▶ _Description of the task_:
In the entries below, count each line holding the word "outline". Answer with the total alone.

Saved entries:
[Start of section]
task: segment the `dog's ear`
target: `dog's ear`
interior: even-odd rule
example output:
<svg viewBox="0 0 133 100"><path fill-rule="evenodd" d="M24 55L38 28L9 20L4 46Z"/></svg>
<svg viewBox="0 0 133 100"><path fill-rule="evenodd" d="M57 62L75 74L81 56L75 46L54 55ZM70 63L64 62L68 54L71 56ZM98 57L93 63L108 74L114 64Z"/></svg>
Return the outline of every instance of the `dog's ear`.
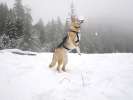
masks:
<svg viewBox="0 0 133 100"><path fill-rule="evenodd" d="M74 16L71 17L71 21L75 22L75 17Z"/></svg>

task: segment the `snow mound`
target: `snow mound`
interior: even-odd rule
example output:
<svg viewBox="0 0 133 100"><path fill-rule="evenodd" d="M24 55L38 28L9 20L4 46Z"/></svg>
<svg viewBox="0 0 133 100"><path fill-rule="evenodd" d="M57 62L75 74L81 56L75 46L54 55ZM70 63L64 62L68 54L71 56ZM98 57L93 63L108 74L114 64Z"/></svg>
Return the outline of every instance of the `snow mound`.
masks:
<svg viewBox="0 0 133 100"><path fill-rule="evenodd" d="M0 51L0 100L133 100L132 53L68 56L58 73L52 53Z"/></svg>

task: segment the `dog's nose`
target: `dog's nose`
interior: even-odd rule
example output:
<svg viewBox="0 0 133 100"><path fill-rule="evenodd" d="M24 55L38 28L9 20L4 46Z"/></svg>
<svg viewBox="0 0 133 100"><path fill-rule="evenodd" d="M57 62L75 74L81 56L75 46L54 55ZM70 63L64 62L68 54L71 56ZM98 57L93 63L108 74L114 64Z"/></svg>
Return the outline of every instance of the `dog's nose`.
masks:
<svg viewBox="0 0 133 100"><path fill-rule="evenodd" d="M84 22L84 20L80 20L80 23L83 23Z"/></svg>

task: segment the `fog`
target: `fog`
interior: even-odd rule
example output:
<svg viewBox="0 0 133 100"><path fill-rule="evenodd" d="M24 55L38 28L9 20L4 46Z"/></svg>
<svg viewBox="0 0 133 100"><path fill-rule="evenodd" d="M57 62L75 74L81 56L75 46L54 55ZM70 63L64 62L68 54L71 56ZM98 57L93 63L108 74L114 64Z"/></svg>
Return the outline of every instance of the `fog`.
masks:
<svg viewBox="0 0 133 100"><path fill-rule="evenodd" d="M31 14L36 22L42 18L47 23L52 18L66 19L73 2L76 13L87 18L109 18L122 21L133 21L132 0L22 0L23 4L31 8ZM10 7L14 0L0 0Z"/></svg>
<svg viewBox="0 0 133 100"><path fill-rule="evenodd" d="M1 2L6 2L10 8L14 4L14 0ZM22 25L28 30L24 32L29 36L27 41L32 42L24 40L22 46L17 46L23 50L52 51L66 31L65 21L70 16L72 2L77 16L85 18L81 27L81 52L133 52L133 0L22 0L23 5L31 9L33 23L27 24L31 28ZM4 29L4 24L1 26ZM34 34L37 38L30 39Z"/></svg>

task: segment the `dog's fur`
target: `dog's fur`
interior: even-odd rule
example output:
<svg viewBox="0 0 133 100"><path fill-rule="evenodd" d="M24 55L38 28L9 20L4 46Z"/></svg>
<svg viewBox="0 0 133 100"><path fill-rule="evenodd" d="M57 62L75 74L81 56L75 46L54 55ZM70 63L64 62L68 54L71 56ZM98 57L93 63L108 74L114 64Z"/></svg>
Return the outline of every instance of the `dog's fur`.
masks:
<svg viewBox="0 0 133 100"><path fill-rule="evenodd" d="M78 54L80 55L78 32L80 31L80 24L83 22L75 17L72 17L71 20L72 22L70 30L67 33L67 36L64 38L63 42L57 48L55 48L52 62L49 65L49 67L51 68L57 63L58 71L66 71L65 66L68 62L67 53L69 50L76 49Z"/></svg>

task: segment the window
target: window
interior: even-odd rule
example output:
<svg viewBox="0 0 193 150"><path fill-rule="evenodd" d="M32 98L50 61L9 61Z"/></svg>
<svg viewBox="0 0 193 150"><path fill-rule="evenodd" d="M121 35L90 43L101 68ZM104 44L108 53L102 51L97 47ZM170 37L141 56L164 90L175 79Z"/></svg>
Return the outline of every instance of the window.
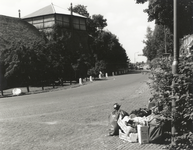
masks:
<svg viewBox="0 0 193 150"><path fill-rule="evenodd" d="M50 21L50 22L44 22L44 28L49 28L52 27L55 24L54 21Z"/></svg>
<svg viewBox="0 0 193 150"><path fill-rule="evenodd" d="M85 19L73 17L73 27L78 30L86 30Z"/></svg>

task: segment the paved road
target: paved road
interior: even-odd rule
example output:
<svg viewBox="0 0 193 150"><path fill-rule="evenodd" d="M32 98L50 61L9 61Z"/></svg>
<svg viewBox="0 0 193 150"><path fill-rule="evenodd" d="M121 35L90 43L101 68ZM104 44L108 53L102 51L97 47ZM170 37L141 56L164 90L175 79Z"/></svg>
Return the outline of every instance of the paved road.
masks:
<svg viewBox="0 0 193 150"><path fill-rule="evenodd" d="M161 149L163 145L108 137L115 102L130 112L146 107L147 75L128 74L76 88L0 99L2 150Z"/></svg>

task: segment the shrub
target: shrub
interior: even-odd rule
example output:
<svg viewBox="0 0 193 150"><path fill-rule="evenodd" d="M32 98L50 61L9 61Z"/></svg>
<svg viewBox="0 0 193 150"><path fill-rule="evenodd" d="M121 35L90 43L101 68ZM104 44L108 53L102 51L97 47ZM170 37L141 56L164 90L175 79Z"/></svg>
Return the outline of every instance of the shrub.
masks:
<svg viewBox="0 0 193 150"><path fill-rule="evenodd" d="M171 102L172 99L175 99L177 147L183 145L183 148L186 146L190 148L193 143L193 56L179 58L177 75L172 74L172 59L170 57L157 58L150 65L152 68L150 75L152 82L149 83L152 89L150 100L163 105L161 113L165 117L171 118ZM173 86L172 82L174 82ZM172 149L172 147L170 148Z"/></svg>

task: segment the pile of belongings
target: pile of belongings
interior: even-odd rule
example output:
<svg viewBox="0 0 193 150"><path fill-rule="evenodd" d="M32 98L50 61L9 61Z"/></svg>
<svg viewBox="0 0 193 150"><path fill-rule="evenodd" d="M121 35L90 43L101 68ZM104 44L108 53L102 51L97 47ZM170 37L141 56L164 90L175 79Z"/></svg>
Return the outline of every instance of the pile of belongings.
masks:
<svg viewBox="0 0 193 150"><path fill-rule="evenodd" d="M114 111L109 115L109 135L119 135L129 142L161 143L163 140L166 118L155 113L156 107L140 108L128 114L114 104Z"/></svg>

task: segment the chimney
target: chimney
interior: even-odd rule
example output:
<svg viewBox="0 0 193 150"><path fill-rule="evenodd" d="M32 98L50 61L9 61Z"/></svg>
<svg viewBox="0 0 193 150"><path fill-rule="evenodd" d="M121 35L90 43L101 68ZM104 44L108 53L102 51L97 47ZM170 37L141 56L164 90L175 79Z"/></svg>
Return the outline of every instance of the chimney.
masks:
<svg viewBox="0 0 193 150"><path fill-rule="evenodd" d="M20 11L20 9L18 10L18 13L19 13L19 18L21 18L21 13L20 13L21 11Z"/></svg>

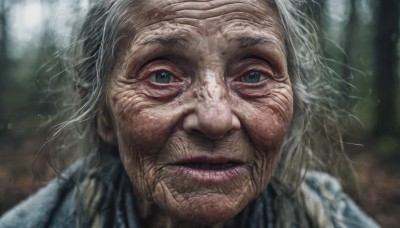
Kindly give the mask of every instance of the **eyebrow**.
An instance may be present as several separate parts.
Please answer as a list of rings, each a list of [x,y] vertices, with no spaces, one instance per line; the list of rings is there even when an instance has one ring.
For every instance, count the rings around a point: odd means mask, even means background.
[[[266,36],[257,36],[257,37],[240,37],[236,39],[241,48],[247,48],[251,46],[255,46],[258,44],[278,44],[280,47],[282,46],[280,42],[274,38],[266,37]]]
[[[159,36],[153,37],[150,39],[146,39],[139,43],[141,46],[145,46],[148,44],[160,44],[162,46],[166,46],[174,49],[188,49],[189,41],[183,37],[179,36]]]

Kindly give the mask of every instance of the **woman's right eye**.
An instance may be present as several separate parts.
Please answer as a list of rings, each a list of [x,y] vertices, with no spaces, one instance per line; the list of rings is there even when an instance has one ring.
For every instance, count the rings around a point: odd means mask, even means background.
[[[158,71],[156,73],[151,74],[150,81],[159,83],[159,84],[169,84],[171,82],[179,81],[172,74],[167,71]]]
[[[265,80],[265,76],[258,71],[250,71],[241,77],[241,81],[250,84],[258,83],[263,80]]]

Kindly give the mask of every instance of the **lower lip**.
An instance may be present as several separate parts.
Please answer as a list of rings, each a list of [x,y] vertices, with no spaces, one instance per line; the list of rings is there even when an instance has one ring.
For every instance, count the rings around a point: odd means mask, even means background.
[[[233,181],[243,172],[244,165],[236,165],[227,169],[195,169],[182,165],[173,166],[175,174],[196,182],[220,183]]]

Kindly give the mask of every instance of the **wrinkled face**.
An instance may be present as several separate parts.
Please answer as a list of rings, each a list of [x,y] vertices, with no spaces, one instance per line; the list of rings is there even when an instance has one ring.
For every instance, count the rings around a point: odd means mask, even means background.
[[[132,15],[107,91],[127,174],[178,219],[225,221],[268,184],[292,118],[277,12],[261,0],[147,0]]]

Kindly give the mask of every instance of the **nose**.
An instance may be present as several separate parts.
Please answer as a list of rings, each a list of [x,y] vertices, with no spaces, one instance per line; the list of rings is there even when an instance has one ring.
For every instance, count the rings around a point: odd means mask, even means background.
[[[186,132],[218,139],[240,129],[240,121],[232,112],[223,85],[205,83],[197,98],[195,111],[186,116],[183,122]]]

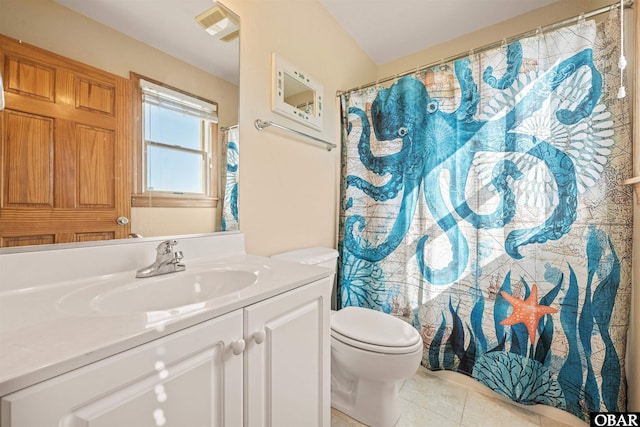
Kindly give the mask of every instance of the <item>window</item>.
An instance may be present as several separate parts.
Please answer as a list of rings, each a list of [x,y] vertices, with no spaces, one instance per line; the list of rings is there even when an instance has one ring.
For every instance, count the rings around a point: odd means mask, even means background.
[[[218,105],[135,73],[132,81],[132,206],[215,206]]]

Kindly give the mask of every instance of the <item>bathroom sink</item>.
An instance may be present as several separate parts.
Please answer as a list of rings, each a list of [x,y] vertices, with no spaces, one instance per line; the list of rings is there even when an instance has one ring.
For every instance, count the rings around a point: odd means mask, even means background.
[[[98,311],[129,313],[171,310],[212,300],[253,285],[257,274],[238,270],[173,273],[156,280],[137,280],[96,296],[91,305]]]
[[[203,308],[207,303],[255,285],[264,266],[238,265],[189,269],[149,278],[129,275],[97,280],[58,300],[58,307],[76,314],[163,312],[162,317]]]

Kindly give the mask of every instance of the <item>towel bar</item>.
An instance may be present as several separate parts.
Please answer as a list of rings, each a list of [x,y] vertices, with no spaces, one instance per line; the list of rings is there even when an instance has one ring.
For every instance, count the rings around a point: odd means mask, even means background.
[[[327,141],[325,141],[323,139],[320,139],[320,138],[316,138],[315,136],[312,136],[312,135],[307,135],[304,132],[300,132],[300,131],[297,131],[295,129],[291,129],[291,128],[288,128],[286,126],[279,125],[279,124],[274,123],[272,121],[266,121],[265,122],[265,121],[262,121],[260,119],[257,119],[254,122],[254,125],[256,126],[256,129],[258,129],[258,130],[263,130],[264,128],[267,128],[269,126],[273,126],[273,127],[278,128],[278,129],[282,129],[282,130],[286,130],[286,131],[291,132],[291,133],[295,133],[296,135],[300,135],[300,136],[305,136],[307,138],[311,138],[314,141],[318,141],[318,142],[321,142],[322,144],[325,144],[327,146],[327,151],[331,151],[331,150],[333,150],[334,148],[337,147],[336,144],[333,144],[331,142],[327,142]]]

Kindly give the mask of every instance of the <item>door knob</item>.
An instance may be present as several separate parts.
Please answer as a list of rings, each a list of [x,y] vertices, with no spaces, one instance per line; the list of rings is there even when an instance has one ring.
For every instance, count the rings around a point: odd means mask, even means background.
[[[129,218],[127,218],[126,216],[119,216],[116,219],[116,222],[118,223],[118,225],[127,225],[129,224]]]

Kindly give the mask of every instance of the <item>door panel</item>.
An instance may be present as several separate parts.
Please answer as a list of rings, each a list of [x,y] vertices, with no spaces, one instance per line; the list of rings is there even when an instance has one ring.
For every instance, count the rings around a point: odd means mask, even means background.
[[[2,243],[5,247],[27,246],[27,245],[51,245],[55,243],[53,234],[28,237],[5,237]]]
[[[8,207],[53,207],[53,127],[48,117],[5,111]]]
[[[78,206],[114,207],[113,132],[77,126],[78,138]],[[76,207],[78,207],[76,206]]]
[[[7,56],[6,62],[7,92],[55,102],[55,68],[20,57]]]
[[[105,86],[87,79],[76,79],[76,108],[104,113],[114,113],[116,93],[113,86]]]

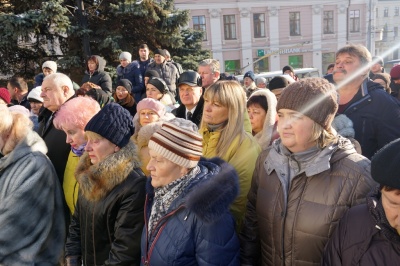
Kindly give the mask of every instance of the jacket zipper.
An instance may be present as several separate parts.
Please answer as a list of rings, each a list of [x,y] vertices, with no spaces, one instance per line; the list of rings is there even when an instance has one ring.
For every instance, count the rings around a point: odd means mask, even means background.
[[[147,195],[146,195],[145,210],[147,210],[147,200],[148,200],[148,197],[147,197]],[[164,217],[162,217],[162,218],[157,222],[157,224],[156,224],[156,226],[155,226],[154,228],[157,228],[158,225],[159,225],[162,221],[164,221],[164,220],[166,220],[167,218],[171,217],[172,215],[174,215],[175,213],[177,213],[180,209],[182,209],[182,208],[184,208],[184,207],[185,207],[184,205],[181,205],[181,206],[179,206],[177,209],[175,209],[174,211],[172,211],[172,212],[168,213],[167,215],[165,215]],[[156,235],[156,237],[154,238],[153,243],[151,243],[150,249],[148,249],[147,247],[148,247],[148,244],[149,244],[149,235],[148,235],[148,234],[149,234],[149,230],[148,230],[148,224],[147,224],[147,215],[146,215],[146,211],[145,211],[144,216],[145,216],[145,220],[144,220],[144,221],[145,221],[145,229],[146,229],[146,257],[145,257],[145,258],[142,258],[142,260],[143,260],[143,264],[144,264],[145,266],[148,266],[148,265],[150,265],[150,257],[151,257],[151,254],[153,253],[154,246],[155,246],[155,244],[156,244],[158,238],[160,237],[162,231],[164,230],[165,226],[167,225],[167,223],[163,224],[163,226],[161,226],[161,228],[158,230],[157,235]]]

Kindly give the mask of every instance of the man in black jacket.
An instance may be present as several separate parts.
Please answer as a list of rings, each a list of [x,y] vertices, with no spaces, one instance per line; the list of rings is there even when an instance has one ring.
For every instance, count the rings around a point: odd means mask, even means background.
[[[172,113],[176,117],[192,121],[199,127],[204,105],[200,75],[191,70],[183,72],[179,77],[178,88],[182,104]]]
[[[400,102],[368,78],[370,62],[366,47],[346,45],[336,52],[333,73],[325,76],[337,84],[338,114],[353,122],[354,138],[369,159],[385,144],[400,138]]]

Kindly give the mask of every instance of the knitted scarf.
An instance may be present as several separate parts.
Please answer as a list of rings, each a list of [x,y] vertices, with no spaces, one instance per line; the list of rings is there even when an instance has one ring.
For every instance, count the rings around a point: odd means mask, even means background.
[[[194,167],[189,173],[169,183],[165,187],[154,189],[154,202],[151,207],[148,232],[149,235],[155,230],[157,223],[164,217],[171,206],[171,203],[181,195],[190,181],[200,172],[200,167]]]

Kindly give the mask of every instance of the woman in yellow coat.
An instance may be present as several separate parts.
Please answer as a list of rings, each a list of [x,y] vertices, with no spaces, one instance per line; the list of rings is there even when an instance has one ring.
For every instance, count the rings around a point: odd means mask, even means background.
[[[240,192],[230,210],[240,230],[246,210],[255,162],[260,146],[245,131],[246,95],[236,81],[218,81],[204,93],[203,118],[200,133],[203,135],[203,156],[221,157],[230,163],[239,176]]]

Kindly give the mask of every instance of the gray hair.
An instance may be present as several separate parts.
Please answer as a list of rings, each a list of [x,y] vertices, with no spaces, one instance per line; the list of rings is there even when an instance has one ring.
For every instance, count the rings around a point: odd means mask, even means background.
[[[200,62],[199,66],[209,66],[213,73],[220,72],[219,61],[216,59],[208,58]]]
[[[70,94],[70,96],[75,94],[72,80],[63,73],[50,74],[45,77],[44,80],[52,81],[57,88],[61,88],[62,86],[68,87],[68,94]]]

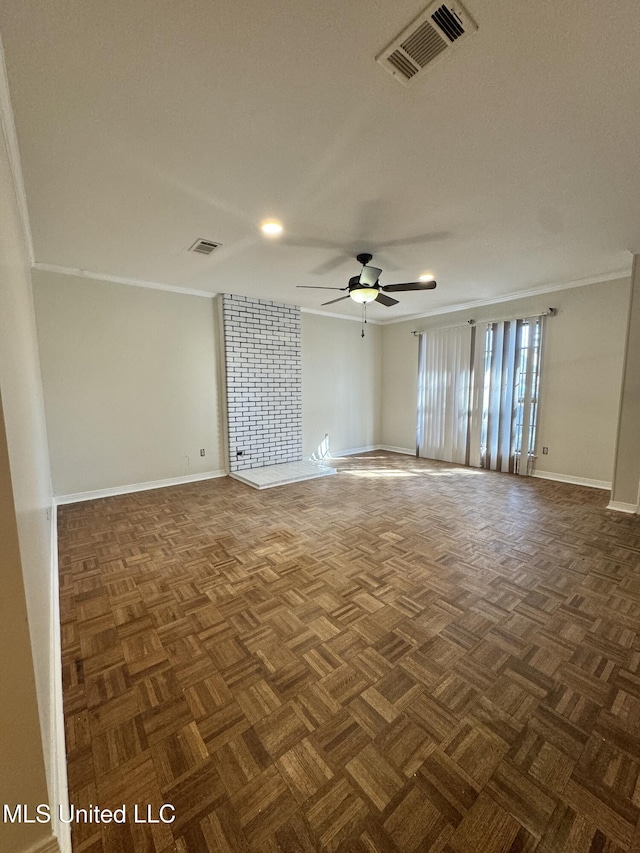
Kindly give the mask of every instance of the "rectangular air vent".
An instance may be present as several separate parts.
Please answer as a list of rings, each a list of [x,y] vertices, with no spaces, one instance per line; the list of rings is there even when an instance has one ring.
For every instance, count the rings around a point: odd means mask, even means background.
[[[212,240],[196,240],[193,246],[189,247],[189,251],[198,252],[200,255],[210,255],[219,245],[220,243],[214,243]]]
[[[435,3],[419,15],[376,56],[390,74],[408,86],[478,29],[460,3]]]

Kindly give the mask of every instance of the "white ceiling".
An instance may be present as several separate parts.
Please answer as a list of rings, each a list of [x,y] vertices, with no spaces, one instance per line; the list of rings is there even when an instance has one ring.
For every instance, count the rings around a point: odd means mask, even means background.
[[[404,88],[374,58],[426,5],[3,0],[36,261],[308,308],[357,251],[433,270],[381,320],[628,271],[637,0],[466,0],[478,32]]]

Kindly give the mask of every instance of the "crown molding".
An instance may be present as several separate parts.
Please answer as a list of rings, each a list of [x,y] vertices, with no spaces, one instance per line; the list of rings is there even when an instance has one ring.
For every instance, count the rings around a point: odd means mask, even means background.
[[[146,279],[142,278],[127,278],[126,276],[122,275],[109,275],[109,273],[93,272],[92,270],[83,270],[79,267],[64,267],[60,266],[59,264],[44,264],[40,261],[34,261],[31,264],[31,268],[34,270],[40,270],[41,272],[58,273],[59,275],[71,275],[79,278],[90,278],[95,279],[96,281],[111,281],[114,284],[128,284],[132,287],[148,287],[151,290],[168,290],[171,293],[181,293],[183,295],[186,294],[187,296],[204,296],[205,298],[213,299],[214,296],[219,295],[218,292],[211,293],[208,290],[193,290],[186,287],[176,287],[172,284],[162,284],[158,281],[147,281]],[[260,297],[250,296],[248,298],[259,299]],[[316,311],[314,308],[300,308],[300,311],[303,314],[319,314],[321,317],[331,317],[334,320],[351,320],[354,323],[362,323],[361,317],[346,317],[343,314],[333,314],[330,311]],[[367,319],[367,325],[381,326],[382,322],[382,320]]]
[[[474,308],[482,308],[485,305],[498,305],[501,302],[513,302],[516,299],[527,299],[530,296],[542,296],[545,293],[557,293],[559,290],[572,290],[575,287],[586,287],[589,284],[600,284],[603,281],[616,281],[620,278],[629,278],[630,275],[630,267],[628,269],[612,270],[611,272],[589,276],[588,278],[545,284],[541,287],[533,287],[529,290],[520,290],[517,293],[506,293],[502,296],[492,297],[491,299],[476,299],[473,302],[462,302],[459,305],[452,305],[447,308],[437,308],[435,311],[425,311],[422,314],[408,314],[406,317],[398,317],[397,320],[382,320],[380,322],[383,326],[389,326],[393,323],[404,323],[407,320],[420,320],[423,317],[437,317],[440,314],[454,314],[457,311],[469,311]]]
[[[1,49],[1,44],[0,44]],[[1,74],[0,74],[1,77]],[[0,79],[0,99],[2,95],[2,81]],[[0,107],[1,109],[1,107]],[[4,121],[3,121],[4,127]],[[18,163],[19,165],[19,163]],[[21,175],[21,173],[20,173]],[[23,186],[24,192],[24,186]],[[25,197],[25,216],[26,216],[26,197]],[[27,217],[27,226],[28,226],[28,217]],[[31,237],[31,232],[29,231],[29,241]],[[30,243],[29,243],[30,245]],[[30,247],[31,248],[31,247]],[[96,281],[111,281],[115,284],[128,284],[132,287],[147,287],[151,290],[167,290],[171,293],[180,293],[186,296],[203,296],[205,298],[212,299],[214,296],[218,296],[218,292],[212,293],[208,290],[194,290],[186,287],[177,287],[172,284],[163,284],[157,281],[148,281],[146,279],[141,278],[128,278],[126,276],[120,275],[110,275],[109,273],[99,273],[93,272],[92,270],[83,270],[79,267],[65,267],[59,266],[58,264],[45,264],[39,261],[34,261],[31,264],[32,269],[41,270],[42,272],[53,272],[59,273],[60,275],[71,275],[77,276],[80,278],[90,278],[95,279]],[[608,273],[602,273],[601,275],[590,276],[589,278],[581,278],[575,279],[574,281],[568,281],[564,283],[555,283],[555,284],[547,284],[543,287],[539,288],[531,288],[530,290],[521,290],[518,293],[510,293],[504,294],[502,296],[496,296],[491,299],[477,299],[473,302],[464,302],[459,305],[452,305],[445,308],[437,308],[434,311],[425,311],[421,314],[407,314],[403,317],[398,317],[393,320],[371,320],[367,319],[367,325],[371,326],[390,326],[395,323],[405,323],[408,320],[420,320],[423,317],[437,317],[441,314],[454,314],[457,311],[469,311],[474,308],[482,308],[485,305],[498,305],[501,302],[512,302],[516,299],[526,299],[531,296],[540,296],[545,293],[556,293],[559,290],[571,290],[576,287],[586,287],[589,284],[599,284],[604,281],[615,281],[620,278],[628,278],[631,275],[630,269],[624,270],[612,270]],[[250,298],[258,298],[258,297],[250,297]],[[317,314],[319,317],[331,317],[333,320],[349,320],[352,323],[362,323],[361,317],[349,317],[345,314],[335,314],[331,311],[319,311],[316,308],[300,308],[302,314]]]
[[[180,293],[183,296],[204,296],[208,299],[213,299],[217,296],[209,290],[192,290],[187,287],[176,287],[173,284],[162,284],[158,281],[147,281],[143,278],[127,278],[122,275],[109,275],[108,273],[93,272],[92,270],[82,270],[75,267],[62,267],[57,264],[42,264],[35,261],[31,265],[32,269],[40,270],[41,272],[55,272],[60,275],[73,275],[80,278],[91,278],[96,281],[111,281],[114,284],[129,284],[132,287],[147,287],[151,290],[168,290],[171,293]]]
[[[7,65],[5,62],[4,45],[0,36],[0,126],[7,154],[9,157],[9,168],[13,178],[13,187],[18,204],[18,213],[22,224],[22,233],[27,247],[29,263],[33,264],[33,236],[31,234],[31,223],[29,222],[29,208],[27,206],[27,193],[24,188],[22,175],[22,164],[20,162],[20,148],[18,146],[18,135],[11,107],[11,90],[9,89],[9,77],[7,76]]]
[End of section]
▶ _Reply to the exercise_:
10